* [Stored data entries]:
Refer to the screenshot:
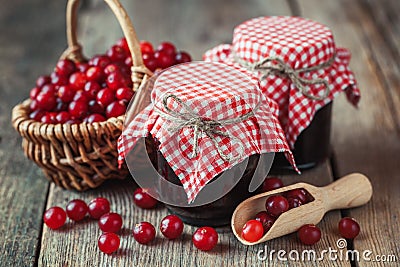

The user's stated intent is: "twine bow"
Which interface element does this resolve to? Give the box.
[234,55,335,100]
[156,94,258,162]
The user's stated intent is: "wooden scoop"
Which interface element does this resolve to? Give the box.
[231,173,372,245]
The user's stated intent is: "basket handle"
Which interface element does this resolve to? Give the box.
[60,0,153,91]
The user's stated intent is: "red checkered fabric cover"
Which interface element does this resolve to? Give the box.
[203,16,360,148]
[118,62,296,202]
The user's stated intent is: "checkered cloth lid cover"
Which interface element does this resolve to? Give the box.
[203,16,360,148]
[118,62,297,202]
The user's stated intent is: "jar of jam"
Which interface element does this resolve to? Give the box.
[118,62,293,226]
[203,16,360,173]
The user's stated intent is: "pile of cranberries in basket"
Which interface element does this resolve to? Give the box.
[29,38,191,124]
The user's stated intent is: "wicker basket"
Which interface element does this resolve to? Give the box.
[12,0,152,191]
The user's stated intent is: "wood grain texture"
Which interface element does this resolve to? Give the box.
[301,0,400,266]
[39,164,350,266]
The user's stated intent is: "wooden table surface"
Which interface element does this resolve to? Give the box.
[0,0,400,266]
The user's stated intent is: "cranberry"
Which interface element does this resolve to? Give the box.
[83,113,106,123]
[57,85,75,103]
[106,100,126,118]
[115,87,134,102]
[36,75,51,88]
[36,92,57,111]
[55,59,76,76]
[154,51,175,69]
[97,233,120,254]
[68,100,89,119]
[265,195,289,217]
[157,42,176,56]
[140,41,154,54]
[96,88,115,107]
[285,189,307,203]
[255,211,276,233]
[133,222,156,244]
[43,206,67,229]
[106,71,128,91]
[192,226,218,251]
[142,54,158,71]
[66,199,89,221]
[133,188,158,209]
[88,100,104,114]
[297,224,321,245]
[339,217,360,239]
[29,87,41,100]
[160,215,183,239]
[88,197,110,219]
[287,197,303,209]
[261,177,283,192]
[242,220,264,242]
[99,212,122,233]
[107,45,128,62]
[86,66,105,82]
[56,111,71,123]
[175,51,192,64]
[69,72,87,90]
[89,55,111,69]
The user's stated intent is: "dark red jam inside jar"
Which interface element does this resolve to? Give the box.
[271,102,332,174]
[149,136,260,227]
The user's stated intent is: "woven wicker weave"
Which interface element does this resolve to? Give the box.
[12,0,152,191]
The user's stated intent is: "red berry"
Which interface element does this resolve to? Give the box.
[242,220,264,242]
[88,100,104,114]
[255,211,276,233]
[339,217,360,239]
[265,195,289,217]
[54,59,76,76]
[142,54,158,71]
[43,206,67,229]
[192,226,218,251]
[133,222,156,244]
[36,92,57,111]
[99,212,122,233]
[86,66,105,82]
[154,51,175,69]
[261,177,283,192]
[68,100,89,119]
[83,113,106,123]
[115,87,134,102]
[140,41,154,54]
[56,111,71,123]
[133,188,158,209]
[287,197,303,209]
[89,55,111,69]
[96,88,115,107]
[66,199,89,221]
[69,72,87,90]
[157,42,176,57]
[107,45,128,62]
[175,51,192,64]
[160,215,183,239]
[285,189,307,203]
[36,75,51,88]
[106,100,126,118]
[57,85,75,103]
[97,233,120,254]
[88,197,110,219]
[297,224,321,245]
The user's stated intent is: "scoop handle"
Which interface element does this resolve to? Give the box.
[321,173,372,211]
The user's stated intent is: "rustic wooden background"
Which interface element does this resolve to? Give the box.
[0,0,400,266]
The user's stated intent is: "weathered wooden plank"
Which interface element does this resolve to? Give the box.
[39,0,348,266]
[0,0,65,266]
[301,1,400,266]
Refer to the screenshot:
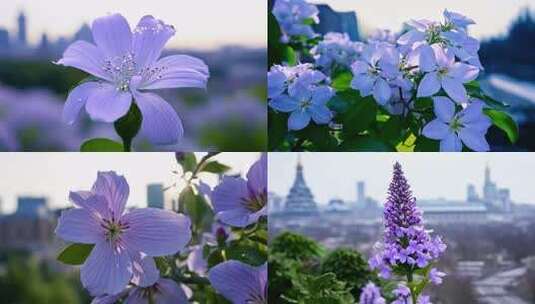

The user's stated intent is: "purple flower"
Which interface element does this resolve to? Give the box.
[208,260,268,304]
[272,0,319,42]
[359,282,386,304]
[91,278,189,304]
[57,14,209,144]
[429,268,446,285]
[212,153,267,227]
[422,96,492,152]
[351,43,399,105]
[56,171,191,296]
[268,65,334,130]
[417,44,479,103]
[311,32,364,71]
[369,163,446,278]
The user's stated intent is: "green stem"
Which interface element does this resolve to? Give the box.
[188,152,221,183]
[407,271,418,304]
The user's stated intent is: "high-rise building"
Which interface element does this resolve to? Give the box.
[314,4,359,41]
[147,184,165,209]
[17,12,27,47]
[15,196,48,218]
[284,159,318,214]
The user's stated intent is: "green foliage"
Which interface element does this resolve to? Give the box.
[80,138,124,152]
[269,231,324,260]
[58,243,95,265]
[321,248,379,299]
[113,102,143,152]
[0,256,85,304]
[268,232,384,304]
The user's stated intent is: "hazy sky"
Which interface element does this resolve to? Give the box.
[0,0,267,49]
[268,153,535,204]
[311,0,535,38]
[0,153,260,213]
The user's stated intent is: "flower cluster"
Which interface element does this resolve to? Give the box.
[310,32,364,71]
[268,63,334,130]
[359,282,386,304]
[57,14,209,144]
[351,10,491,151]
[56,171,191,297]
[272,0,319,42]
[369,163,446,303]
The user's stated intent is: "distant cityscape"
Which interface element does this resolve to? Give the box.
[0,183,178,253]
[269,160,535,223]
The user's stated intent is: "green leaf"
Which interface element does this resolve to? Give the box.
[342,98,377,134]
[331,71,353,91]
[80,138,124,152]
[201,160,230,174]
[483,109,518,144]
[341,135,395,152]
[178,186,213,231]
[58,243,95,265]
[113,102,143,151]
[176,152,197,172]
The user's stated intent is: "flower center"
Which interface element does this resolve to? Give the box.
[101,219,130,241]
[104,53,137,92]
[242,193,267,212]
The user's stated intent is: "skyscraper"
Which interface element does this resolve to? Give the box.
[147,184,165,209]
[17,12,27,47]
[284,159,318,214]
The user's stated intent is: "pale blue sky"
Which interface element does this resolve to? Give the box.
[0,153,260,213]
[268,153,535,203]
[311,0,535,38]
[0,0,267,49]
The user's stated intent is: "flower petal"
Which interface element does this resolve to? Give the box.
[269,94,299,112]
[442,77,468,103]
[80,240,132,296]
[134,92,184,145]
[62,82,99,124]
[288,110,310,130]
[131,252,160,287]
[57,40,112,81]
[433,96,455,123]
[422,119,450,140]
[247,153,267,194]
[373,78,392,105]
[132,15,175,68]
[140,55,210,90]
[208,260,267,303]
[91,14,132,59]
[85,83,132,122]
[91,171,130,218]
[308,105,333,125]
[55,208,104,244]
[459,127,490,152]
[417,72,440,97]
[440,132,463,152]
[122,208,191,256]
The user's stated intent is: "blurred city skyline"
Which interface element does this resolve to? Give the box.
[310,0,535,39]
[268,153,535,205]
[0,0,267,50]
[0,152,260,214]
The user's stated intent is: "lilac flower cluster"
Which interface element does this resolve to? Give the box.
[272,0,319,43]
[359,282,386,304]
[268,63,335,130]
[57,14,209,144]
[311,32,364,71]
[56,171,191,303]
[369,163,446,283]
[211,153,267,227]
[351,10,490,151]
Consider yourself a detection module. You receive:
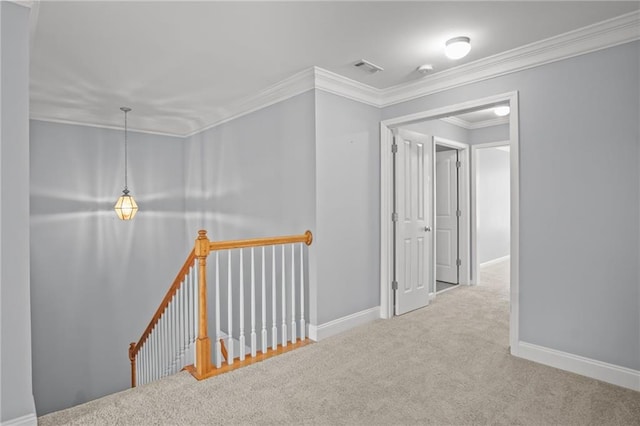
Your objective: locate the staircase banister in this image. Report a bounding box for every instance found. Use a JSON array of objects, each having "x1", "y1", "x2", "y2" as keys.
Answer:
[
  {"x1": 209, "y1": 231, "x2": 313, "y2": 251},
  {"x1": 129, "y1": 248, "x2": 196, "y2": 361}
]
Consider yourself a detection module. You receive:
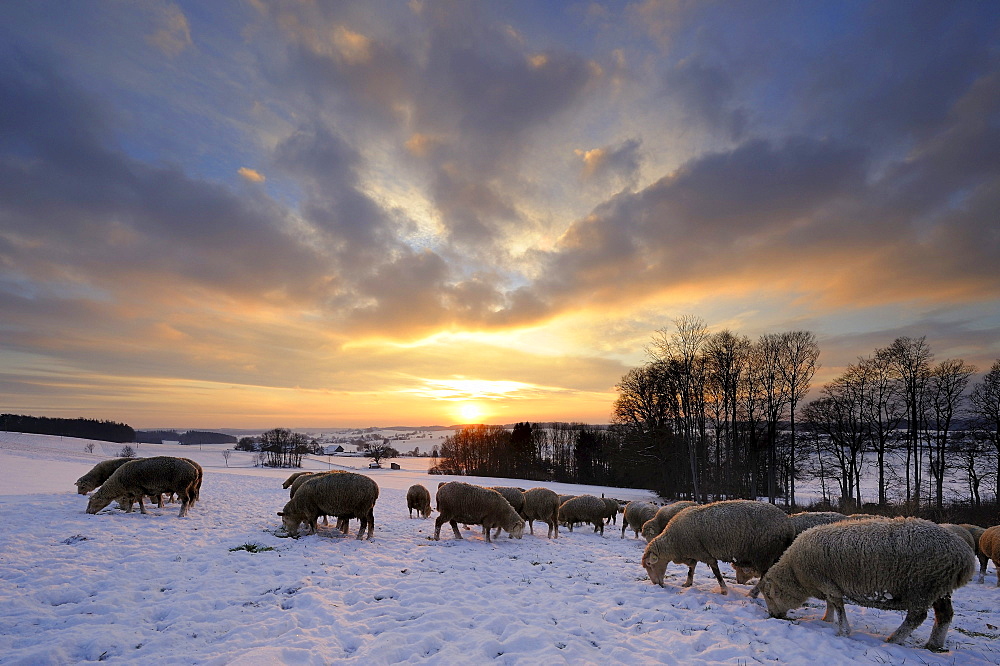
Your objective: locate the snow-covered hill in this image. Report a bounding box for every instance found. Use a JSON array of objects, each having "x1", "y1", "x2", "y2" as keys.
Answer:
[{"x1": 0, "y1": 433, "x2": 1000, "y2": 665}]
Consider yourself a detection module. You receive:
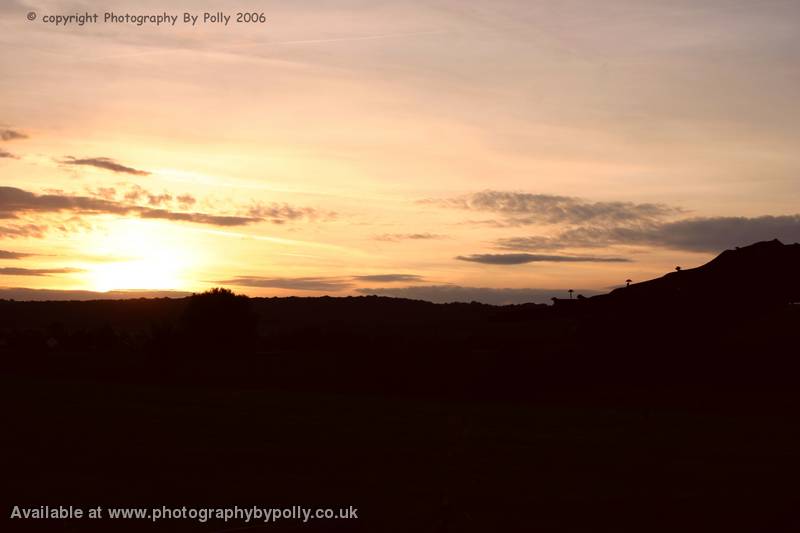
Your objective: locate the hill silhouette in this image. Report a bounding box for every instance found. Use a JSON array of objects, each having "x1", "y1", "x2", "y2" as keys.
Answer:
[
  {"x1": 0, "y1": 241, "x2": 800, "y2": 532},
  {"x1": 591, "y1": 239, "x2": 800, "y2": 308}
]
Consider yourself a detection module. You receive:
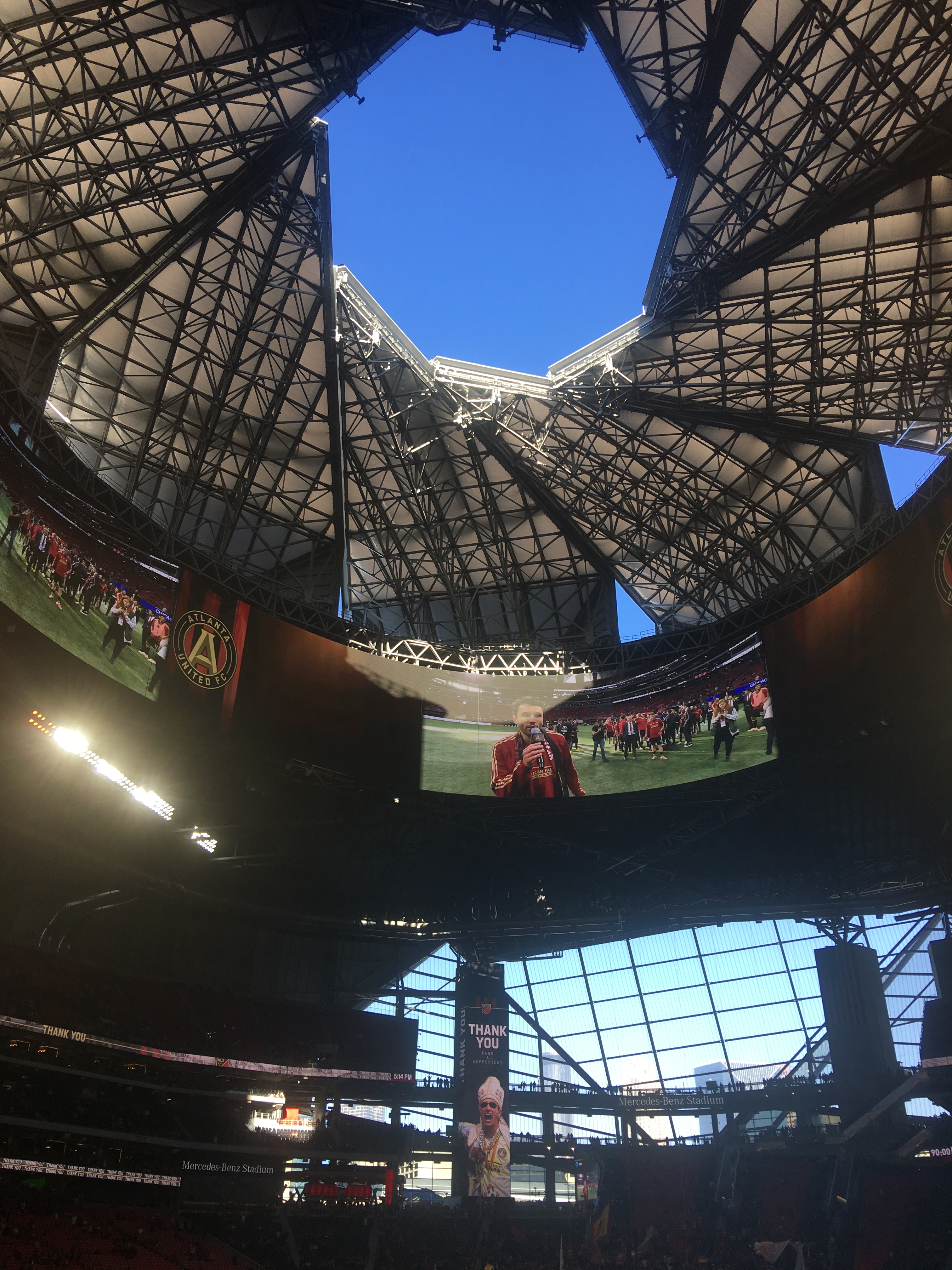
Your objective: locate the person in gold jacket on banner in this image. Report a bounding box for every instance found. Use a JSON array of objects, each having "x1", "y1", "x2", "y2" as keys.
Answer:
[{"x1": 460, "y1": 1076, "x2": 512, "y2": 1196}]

* [What you are asked to do]: Render the listing from its start up to and including the line containing "[118,62,296,202]" as a two-column CSV with the headers text and answer. Give one row per text-and-answer pair, put each field in quotes with line breaks replaced by spaces, and leave the pictures out.

* [Answer to the problem]:
text,answer
"Refer to the screenshot: The user's stated intent is: ""twine bow"" Which interface element does this resolve to? Give the box.","[234,55,335,100] [156,94,258,162]"
"The user's stated intent is: ""wooden scoop"" Which interface element does this resolve to? Give the box.","[231,173,372,245]"
"The user's stated intent is: ""basket handle"" Which interface element does this resolve to? Give the box.","[60,0,153,91]"
"The user's stated intent is: ""red checkered fabric cover"" Which interface element does this resolve to? Give the box.","[203,16,360,148] [118,62,296,202]"